■ **WRITTEN INSTRUCTION**: Could you turn the lines below into a numbered list, dropping any blank lines?

:: DATA FOR THE TASK

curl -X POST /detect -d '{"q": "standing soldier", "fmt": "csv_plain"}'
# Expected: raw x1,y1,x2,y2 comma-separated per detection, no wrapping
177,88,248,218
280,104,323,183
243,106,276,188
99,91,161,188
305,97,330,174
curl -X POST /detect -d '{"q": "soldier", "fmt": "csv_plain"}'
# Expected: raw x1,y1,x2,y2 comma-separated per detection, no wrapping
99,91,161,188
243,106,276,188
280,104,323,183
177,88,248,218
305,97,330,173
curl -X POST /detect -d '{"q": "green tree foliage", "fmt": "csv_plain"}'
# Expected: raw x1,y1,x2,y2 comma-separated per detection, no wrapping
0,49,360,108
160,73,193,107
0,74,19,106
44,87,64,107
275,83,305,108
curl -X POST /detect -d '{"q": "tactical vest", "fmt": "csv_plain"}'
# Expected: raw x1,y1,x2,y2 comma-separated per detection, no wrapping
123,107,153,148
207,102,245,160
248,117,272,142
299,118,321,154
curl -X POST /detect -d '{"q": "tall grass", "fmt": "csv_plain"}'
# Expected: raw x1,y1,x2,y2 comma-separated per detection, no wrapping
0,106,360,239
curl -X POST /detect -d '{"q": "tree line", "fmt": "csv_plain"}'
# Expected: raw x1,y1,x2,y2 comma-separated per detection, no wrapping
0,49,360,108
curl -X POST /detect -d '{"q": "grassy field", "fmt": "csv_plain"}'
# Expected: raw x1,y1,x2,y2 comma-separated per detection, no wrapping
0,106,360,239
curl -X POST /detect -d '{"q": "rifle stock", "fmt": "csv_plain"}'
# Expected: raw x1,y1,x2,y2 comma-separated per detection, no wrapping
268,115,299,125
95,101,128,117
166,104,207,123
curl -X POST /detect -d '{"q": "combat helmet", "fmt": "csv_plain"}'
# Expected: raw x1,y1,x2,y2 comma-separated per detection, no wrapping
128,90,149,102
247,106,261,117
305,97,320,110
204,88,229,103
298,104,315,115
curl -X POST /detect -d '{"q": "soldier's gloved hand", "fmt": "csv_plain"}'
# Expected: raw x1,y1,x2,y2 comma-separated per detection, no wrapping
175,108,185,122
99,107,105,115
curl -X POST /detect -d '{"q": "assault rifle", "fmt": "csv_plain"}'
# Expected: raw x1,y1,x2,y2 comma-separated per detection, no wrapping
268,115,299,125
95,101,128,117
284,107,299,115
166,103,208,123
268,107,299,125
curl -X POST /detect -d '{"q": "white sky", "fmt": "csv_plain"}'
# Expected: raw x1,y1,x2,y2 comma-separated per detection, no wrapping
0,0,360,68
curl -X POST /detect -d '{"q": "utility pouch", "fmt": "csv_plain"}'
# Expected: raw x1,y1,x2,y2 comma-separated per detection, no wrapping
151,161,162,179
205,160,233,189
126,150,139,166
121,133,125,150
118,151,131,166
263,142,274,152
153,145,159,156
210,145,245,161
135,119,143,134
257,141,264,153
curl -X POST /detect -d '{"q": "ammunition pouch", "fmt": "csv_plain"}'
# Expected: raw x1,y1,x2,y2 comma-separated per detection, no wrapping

::::

■ **CORRECT RESULT**:
1. curl -X POST /detect -d '{"q": "standing soldier", "fmt": "csv_plain"}'
2. # Expected: raw x1,y1,x2,y2 comma-separated per detection, no wrapping
3. 177,88,248,218
4. 280,104,323,183
5. 243,106,276,188
6. 99,91,161,188
7. 305,97,330,174
8. curl -X POST /detect -d '{"q": "soldier", "fmt": "csv_plain"}'
9. # Expected: raw x1,y1,x2,y2 comma-separated per detection, no wrapping
10. 99,91,161,188
11. 243,106,276,188
12. 280,104,323,183
13. 177,88,248,218
14. 305,97,330,173
15. curl -X POST /detect -d '{"q": "green tree foliage", "fmt": "csv_plain"}'
16. # Expected: raw x1,y1,x2,y2 comma-separated per detection, no wrapping
17. 0,49,360,108
18. 160,73,193,107
19. 0,74,19,106
20. 44,87,64,107
21. 275,83,305,108
22. curl -X POST /detect -d '{"q": "tactical vest", "fmt": "csv_plain"}'
23. # Expected: raw x1,y1,x2,y2 comma-separated per detection, no wrapping
24. 123,107,153,148
25. 207,102,245,160
26. 248,117,272,142
27. 299,118,321,154
28. curl -X POST /detect -d '{"q": "tall grass", "fmt": "csv_plain"}'
29. # Expected: raw x1,y1,x2,y2 comma-separated per detection, no wrapping
30. 0,106,360,239
31. curl -X POST /detect -d '{"q": "tree line", "fmt": "csv_plain"}'
32. # Expected: raw x1,y1,x2,y2 comma-separated per detection, no wrapping
33. 0,49,360,108
34. curl -X POST /detect -d '{"q": "grassy field", "fmt": "csv_plain"}'
35. # Expected: raw x1,y1,x2,y2 comma-separated per detection, no wrapping
36. 0,106,360,239
37. curl -X POST /detect -d '{"q": "rifle stock", "fmt": "csv_plain"}'
38. # Expected: raw x1,y1,x2,y2 comma-separated per detection, no wrapping
39. 268,115,299,125
40. 95,101,128,117
41. 166,104,207,123
42. curl -X POST /detect -d '{"q": "combat helmet", "fmt": "csv_plain"}'
43. # Expected: raw x1,y1,x2,y2 comma-separated per detection, no wrapping
44. 128,90,149,102
45. 247,106,261,117
46. 305,97,320,110
47. 204,88,229,103
48. 298,104,315,115
49. curl -X POST /detect -d '{"q": "soldier's gloved hand", "fmt": "csv_plain"}'
50. # Expected: raw x1,y1,x2,y2 comma-separated per detection, no wrapping
51. 175,108,185,122
52. 99,107,105,115
53. curl -X POST /detect -d '{"q": "assault rifle", "fmt": "csv_plain"}'
54. # Expected: raw x1,y1,x2,y2 comma-separated per detection, no wrapping
55. 268,115,299,125
56. 95,101,128,117
57. 284,107,299,115
58. 166,103,208,123
59. 268,107,299,125
60. curl -X POST /detect -d '{"q": "white sky", "fmt": "csv_plain"}'
61. # Expected: raw x1,y1,x2,y2 comma-separated per detection, no wrapping
62. 0,0,360,68
63. curl -X POST /detect -d '{"q": "utility pouch", "fmt": "csv_plain"}'
64. # Expected: raw x1,y1,x2,y2 comma-separated per detection, no wrapping
65. 151,161,162,179
66. 205,160,233,189
67. 126,150,139,166
68. 121,133,125,150
69. 118,151,131,166
70. 263,142,274,152
71. 153,145,159,156
72. 210,145,245,161
73. 135,119,143,134
74. 257,141,264,153
75. curl -X POST /detect -d '{"q": "ammunition pouch", "fmt": "csv_plain"}'
76. # Expected: raw x1,y1,x2,y2 comma-separated per detection, no wrapping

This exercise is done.